[PROBLEM DETAILS]: Reproduce the records starting at the line containing "Target: white cloud" and ending at the end of the records, substituting "integer pixel values" for every occurrence of "whole-number pixels" and leaving all other text unchanged.

[GIVEN DATA]:
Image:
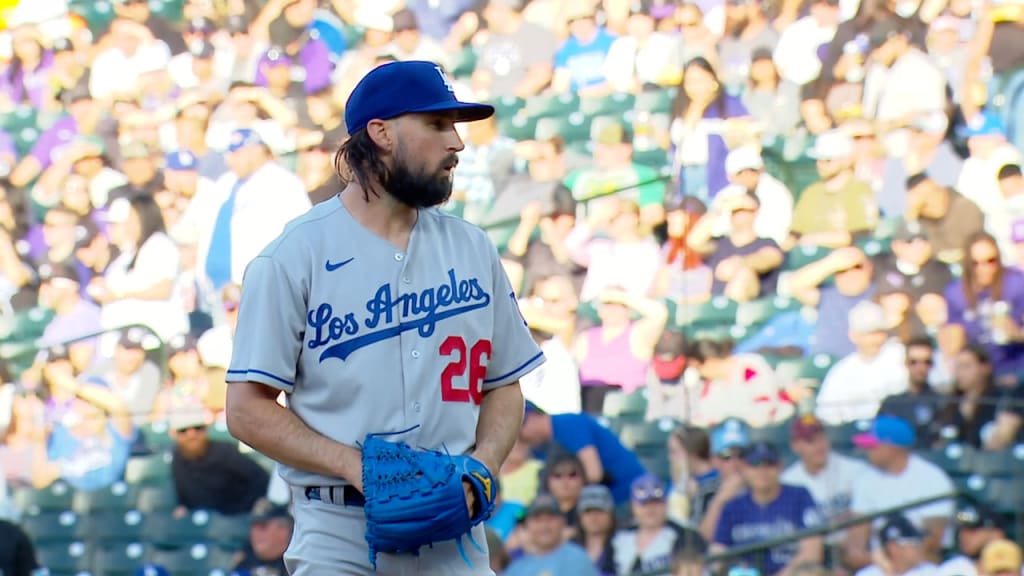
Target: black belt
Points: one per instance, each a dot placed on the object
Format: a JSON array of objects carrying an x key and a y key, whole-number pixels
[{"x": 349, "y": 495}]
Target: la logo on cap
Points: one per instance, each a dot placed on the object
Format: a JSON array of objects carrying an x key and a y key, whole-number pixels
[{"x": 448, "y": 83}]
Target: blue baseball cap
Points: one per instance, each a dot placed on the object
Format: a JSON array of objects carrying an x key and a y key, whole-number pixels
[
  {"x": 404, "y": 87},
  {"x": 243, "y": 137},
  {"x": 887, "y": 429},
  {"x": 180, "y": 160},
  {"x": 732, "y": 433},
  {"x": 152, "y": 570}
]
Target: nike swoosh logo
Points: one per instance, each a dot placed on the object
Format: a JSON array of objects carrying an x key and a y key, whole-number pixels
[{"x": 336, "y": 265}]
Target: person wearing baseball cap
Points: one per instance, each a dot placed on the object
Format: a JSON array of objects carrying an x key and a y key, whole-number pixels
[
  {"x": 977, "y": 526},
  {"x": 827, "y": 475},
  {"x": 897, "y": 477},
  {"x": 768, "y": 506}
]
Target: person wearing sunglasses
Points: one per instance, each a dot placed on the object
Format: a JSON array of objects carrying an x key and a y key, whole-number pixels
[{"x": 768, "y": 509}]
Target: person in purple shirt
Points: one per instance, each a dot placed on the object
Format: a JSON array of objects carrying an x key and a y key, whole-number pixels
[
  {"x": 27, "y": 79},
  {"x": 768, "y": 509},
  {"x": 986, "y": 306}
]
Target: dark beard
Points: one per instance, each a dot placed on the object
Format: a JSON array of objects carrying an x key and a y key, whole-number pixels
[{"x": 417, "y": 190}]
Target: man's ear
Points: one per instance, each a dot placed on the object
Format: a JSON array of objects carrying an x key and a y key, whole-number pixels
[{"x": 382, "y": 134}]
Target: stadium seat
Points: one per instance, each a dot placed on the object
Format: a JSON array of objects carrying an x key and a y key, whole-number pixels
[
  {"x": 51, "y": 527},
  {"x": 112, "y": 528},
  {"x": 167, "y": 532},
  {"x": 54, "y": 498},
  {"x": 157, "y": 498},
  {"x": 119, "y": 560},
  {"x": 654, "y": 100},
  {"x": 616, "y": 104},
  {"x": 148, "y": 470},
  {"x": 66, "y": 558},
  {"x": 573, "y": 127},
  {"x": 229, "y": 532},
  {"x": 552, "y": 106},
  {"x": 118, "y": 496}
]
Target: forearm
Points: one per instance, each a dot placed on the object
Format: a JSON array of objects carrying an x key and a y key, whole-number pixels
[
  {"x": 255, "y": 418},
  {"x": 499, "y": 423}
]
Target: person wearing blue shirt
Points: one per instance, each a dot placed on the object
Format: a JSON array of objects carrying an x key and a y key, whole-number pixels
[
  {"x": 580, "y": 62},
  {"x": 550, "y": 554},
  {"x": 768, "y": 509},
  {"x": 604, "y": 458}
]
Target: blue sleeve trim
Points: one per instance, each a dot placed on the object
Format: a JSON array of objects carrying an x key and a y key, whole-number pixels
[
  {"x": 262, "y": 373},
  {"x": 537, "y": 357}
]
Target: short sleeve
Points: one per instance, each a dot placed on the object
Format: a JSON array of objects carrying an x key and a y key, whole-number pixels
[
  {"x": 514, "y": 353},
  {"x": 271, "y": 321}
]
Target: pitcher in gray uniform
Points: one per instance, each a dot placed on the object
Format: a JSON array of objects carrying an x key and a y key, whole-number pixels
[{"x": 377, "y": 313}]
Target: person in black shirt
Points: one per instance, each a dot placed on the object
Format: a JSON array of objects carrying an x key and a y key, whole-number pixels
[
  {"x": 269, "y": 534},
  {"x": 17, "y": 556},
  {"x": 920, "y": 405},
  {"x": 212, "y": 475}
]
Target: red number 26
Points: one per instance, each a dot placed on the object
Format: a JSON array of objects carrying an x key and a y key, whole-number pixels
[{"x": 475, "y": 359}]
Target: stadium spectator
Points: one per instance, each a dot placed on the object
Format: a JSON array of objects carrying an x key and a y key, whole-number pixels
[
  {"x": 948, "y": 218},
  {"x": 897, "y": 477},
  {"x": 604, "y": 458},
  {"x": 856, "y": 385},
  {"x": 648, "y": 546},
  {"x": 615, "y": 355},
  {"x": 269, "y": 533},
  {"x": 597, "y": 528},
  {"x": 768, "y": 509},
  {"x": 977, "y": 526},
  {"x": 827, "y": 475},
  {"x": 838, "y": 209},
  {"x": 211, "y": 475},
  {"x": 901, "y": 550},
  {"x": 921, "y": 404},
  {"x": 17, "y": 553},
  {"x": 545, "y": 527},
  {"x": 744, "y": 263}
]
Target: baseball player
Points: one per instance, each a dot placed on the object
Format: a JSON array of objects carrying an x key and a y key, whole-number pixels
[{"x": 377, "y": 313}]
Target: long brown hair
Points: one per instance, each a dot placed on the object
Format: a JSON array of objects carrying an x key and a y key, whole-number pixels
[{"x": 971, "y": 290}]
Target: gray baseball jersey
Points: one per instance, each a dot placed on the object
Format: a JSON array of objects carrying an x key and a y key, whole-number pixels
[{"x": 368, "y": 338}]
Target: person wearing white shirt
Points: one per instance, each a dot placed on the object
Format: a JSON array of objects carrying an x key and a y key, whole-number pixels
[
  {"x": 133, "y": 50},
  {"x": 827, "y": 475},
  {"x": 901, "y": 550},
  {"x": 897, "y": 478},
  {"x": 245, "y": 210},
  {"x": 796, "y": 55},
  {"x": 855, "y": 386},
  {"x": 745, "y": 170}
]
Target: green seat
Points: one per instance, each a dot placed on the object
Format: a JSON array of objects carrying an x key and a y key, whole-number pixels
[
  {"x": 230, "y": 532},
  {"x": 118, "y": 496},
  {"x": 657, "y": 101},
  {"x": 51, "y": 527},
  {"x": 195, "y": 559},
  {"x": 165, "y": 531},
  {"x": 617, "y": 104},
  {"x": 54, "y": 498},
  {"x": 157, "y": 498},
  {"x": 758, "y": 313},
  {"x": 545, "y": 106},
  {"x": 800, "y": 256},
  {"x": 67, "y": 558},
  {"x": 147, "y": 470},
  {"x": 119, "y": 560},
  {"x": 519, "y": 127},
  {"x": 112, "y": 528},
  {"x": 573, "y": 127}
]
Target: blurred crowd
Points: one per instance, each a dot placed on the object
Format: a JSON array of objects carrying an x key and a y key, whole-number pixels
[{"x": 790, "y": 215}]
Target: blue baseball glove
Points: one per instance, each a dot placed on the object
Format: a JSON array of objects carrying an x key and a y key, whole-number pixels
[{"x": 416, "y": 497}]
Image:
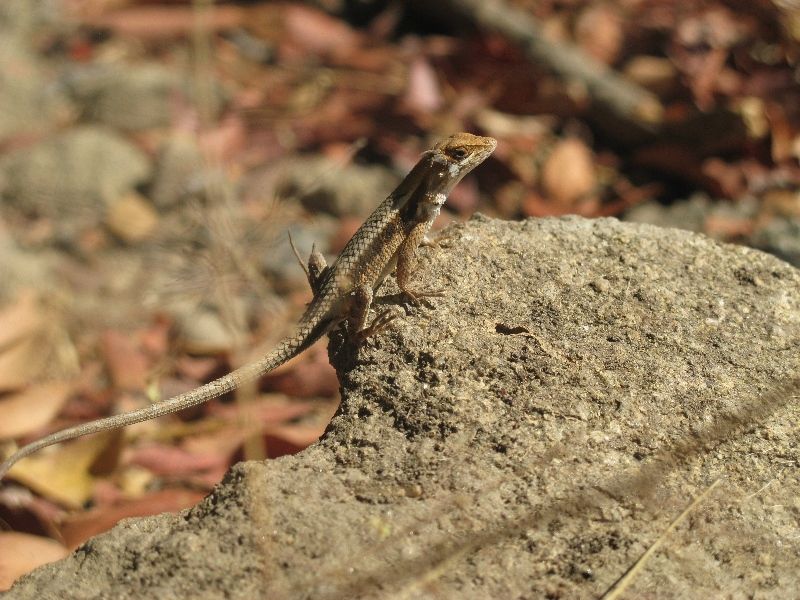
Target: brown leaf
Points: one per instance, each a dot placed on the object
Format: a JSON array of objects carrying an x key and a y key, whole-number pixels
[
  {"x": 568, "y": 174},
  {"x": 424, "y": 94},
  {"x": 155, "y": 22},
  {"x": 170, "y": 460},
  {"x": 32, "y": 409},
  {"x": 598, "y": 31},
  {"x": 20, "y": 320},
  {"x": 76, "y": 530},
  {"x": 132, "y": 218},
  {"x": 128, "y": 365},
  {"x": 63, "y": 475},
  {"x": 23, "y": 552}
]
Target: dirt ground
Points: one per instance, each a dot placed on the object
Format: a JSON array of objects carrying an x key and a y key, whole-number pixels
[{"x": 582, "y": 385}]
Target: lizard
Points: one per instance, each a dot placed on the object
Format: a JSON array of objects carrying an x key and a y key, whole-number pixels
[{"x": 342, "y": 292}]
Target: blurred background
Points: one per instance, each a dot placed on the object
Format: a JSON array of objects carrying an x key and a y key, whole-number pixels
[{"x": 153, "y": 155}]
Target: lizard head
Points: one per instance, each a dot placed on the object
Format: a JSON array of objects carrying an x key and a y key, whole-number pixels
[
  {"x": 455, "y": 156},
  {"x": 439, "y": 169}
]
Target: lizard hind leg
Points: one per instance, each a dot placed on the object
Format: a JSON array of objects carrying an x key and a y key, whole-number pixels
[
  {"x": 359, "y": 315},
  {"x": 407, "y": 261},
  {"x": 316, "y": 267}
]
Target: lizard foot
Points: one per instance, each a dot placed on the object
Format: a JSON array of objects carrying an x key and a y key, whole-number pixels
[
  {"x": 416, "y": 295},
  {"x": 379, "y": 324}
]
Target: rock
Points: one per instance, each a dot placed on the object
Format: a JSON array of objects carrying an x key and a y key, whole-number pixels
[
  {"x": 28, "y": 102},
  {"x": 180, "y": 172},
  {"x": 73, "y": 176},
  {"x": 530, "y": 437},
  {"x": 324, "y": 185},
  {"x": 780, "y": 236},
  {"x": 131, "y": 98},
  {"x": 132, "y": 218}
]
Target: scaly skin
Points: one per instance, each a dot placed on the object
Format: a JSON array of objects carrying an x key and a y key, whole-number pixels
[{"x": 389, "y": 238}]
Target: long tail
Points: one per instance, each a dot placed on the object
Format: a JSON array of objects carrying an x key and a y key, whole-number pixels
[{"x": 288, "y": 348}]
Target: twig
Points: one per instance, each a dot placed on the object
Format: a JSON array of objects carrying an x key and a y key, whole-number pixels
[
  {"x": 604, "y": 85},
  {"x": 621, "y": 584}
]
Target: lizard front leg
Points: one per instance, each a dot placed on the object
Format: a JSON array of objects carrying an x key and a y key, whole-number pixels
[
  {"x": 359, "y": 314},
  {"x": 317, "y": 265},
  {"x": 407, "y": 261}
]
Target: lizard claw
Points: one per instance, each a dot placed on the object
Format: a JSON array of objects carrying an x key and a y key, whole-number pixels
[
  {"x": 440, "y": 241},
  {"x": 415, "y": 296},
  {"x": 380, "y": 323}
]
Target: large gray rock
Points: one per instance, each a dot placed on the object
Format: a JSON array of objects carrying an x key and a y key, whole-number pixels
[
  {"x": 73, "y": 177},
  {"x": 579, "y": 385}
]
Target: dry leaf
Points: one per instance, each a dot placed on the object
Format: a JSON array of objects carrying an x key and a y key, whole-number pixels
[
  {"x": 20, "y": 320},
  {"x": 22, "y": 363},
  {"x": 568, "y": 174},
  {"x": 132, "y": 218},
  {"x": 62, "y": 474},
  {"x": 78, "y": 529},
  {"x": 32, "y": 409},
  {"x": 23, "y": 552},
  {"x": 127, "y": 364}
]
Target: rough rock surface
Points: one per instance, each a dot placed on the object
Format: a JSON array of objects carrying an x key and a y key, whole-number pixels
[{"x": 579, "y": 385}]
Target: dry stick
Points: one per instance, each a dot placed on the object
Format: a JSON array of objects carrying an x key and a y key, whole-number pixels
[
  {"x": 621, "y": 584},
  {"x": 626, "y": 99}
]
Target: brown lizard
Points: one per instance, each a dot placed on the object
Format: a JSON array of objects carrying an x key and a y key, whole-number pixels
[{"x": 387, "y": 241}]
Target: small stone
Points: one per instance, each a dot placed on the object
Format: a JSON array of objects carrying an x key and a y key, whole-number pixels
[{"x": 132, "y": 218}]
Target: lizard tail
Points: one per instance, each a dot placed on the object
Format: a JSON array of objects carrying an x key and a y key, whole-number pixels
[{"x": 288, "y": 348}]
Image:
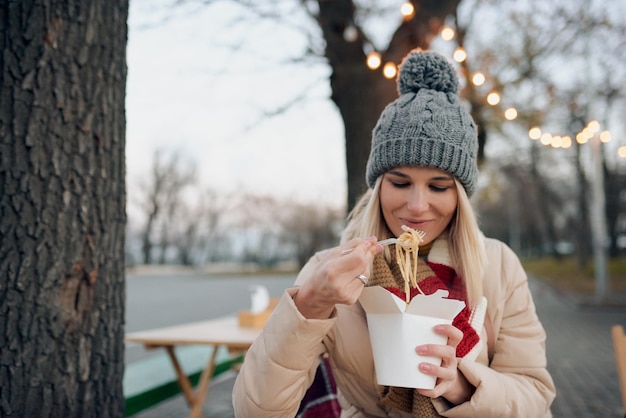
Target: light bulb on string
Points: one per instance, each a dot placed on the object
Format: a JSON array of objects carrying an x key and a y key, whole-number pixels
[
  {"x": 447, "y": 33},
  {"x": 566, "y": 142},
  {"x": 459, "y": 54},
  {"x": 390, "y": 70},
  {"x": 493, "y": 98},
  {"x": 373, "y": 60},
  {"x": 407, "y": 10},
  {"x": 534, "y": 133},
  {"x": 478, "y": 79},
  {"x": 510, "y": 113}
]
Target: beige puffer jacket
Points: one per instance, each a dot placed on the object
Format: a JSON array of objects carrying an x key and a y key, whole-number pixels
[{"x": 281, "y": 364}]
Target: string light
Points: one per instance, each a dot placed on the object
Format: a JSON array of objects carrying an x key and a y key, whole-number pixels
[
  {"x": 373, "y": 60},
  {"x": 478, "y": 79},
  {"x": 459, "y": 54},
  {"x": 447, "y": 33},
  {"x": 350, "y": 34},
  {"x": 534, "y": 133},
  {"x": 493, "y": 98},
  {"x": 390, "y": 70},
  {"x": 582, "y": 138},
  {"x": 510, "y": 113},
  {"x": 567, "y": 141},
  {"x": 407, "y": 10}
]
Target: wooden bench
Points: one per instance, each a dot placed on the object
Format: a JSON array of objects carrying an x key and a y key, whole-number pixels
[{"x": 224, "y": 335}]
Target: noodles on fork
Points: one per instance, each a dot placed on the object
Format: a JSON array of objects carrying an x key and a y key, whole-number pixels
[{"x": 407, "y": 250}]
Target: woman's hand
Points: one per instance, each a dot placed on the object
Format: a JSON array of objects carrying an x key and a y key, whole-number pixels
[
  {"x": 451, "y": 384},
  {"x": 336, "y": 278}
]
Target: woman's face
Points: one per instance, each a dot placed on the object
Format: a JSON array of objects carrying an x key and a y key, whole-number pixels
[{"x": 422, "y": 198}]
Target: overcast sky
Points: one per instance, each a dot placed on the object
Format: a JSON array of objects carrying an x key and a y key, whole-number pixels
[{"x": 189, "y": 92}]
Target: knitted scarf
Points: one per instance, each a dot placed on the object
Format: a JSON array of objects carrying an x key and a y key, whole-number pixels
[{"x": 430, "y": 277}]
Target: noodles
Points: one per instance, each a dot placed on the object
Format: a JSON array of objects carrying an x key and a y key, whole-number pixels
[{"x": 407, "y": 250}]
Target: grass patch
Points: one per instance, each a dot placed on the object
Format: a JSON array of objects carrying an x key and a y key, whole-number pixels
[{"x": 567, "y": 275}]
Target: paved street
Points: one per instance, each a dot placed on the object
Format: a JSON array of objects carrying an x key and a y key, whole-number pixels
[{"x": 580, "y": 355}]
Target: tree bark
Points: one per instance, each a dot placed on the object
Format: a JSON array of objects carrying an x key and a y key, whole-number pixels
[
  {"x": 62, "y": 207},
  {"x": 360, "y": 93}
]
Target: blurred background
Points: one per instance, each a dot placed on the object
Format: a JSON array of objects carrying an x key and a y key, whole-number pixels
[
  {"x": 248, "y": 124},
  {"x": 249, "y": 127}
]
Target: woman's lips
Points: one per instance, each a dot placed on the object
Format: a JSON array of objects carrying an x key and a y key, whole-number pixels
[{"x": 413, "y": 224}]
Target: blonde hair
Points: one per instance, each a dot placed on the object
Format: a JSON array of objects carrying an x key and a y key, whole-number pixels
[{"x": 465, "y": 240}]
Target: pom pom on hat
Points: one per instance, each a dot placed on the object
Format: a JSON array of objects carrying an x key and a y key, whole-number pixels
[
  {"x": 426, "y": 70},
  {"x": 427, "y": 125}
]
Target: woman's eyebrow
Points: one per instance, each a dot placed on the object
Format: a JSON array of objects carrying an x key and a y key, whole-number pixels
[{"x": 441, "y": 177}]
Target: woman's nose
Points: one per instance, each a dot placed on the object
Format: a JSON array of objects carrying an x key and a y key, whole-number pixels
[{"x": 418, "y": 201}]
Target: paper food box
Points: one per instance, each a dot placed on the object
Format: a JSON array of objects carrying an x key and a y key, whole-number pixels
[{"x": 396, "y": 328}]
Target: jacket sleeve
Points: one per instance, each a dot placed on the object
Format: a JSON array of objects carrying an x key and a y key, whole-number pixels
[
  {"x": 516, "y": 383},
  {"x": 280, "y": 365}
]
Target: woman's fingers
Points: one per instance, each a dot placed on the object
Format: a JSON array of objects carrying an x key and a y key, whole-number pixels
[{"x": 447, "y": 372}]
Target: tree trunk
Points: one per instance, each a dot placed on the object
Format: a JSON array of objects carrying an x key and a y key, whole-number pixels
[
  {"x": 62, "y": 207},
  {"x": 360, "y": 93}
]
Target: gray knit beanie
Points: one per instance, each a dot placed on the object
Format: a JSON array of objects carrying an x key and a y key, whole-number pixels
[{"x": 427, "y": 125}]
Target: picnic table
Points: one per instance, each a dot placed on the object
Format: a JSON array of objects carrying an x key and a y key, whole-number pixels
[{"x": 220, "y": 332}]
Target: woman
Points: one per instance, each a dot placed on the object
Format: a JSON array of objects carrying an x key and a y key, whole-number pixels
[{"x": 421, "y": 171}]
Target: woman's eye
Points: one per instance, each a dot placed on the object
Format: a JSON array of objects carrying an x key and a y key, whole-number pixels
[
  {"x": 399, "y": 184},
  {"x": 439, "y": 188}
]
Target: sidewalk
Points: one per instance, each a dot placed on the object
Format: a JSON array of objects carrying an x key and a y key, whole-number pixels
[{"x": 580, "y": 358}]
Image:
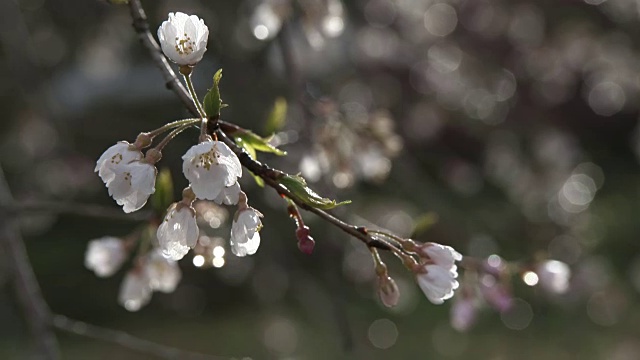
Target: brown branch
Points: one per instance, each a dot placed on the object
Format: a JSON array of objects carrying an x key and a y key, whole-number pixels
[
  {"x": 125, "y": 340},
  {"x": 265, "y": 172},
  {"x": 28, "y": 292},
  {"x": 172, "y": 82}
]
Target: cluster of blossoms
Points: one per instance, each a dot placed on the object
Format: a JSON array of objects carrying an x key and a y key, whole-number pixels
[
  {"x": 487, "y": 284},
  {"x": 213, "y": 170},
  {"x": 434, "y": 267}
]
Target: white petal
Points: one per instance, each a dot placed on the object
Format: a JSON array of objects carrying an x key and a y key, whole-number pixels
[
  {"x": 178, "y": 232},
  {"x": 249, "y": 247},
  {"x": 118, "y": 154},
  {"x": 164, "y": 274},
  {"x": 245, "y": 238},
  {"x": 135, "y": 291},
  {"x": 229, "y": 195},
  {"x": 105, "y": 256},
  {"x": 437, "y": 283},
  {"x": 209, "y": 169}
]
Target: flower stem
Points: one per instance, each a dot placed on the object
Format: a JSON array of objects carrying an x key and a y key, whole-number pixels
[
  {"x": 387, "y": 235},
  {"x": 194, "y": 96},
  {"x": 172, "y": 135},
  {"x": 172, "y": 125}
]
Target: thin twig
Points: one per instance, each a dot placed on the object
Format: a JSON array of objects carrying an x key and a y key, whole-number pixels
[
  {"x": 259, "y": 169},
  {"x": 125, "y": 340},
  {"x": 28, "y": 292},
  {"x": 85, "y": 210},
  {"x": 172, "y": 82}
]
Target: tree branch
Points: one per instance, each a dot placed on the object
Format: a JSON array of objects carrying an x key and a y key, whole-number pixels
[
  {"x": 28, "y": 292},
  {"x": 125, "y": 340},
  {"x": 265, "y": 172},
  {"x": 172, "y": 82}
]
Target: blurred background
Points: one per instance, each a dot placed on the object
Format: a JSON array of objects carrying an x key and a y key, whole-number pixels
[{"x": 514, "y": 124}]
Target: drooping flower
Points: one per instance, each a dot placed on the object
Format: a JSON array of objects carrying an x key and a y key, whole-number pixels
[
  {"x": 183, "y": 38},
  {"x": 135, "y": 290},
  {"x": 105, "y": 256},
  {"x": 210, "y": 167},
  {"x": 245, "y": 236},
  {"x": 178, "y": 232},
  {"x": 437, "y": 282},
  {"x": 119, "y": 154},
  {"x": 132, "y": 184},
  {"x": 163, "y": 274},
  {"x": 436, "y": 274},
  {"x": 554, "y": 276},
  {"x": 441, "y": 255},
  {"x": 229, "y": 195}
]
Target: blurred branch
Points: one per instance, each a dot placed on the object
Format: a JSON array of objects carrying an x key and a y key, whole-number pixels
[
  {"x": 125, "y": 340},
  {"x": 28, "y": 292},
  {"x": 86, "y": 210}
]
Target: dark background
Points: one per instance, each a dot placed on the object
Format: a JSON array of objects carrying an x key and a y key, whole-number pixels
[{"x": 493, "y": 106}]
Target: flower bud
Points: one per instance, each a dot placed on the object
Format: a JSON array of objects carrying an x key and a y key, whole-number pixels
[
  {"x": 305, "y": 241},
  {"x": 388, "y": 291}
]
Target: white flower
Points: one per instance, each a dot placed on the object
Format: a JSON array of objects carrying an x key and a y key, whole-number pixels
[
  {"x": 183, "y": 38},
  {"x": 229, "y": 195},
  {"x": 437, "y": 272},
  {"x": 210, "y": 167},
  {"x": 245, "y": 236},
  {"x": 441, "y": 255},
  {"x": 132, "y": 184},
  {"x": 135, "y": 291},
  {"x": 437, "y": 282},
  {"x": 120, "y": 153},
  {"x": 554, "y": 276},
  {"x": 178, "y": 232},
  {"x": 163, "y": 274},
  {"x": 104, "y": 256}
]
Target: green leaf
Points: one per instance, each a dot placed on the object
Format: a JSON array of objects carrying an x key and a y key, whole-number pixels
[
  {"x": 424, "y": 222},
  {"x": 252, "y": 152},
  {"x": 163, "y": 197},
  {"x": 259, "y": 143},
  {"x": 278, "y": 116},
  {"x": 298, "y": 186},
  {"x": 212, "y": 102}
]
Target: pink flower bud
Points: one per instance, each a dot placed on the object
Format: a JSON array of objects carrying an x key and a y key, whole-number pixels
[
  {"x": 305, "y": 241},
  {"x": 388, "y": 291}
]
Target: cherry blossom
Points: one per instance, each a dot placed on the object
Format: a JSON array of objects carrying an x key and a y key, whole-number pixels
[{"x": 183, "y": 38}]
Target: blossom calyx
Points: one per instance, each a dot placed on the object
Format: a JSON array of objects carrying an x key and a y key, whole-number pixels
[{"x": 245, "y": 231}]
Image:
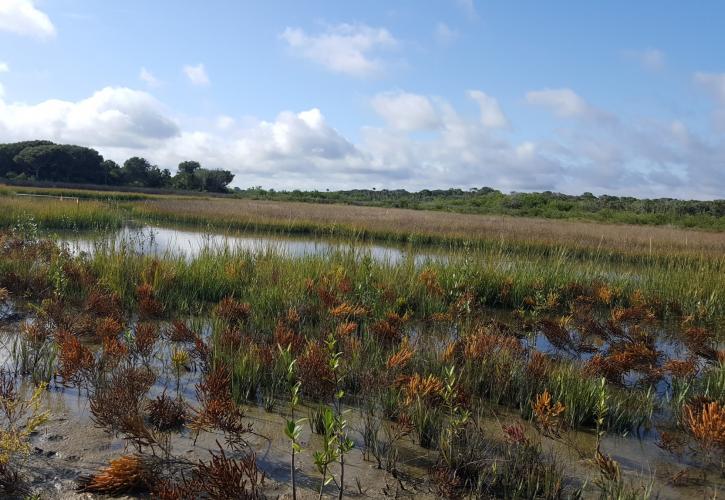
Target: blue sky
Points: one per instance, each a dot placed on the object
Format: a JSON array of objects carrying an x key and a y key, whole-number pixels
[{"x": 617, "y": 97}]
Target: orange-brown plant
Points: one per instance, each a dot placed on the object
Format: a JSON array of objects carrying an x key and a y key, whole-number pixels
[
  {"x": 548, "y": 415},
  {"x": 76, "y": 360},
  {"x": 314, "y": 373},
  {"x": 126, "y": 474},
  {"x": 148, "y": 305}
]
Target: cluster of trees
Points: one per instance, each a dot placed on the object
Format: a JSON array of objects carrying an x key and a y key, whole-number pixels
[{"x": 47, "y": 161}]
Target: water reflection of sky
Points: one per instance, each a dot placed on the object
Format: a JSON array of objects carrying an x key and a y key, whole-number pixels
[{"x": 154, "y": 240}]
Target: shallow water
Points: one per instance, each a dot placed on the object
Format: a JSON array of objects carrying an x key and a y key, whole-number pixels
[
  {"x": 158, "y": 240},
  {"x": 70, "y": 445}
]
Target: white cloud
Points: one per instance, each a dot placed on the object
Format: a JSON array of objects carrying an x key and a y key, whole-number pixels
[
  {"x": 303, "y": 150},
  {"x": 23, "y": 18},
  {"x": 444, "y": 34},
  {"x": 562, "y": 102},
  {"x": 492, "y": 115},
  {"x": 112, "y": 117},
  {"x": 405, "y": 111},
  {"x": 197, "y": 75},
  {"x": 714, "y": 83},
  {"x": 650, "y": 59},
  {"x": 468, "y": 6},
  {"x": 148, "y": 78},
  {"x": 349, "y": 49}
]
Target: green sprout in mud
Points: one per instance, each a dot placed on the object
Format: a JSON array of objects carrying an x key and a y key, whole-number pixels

[SOLUTION TO THE PROBLEM]:
Target: white cloud
Points: one per instance, each a dot placed on the object
Format: a JSON array of objects carrying an x key and a y key, integer pixel values
[
  {"x": 303, "y": 150},
  {"x": 23, "y": 18},
  {"x": 444, "y": 34},
  {"x": 562, "y": 102},
  {"x": 492, "y": 115},
  {"x": 112, "y": 117},
  {"x": 405, "y": 111},
  {"x": 197, "y": 75},
  {"x": 714, "y": 83},
  {"x": 650, "y": 59},
  {"x": 468, "y": 6},
  {"x": 148, "y": 78},
  {"x": 349, "y": 49}
]
Target: green sprout in mud
Points: one per instance, each a dot placed on the object
Format: a JSON array of objects carrying an x key and a y key, integer pixel values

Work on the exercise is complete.